** Start Data to use **
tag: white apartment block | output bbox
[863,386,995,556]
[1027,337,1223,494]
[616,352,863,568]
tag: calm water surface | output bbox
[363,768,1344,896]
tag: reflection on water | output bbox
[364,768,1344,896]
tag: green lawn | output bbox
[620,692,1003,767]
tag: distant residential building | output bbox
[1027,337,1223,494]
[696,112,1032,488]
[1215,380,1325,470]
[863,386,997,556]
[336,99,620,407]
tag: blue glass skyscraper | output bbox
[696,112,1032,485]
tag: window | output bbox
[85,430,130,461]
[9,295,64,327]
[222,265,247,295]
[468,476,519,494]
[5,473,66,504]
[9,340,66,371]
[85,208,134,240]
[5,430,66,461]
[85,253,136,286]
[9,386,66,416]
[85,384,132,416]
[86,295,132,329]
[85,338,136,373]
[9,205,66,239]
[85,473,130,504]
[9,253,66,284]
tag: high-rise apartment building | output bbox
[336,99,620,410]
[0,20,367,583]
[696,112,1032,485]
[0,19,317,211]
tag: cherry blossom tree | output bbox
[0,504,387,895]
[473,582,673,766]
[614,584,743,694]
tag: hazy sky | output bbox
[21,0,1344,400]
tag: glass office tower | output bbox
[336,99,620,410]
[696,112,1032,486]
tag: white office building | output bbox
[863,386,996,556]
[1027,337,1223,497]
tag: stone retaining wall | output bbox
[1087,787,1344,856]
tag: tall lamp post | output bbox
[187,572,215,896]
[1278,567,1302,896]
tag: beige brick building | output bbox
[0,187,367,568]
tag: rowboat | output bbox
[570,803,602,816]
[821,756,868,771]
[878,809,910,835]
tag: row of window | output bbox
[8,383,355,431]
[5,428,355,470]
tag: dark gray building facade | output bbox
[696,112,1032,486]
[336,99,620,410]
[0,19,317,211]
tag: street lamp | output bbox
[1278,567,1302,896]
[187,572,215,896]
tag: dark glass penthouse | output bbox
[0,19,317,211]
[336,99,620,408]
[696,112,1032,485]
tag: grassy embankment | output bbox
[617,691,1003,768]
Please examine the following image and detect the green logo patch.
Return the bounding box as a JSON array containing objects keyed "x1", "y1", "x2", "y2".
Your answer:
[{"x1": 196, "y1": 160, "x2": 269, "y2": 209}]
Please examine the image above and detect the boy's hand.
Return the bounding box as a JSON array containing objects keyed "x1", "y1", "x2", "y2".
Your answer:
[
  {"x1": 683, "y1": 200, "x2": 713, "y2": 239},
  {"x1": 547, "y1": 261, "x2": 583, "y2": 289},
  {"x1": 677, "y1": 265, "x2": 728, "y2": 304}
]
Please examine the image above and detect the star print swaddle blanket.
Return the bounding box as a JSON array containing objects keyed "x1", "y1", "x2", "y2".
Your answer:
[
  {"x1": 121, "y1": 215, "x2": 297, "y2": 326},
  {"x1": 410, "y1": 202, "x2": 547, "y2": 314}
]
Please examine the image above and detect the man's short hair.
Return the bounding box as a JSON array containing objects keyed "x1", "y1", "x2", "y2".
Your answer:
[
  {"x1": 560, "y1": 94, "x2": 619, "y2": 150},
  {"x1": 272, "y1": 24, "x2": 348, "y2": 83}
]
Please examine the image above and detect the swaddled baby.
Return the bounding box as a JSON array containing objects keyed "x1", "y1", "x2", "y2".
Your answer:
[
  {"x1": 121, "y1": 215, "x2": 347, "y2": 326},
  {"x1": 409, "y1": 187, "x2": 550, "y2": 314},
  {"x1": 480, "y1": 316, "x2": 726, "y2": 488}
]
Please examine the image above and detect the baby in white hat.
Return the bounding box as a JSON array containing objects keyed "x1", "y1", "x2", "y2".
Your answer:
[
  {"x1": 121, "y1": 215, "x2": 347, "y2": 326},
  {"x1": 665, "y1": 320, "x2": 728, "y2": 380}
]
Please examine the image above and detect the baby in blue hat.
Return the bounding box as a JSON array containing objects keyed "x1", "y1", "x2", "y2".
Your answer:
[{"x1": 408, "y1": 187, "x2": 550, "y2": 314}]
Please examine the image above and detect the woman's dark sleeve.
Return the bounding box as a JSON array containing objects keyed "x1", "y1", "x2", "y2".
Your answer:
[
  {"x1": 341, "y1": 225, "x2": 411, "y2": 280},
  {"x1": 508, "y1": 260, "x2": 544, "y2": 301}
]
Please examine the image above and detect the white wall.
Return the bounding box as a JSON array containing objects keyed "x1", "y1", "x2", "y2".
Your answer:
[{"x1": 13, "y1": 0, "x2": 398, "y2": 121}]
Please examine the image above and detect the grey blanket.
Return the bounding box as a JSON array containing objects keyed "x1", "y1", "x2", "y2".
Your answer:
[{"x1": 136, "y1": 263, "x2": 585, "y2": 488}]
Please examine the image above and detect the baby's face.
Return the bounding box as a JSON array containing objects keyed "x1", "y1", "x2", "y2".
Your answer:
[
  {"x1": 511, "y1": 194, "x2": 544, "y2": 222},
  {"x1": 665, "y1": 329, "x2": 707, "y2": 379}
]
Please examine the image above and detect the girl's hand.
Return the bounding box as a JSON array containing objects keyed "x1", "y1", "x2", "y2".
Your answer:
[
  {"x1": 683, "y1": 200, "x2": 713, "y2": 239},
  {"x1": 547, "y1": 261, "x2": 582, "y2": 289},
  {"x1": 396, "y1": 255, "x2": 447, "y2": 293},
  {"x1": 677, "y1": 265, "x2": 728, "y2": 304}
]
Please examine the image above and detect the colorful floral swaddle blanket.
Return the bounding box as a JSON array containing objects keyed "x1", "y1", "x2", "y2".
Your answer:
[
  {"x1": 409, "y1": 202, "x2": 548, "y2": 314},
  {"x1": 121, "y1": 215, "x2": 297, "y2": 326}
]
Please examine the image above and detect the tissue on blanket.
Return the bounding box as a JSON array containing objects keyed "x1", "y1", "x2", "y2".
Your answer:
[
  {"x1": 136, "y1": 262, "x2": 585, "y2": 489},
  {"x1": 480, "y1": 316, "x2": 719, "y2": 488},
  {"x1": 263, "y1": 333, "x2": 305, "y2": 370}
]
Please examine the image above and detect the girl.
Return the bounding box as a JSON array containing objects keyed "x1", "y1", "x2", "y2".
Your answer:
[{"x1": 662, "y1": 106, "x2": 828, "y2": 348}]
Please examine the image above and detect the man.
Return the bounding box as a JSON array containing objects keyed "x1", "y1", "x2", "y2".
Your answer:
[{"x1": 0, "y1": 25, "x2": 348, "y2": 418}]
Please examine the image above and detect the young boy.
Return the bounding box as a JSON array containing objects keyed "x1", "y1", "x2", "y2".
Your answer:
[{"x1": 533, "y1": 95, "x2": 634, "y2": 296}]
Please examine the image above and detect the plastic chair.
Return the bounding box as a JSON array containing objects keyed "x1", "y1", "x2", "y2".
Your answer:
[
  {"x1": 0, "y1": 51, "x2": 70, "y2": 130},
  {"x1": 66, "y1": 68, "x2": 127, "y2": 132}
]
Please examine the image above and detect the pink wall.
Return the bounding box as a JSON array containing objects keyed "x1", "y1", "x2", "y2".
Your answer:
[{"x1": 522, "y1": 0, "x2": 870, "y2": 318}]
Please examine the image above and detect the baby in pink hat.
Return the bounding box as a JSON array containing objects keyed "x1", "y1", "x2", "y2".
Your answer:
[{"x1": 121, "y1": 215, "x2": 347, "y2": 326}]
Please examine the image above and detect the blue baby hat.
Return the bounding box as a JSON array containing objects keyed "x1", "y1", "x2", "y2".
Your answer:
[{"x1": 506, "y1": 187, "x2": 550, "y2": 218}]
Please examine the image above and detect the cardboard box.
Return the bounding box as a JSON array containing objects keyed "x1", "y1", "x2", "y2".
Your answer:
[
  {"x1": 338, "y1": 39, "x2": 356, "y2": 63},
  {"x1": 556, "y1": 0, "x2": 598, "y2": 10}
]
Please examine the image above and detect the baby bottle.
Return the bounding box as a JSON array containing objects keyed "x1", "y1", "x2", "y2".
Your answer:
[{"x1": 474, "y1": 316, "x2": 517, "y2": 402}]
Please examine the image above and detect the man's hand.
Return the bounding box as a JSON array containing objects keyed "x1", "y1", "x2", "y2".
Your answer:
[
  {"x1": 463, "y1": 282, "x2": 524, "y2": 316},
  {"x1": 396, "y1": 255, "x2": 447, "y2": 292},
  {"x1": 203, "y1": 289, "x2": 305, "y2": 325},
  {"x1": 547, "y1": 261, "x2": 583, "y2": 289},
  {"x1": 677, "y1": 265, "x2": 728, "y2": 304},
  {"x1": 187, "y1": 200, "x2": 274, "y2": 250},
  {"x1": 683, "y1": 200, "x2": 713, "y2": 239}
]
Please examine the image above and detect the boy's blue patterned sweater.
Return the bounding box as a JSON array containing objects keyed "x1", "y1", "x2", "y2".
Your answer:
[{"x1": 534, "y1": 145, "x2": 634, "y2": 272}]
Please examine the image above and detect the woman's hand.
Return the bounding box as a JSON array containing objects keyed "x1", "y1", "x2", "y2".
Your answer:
** End Data to use **
» Goal: Select each line of the data above that contains the string "pink".

» Finished answer:
Please examine the image above and detect the pink wall.
Please examine the image above and detect the baby in pink hat.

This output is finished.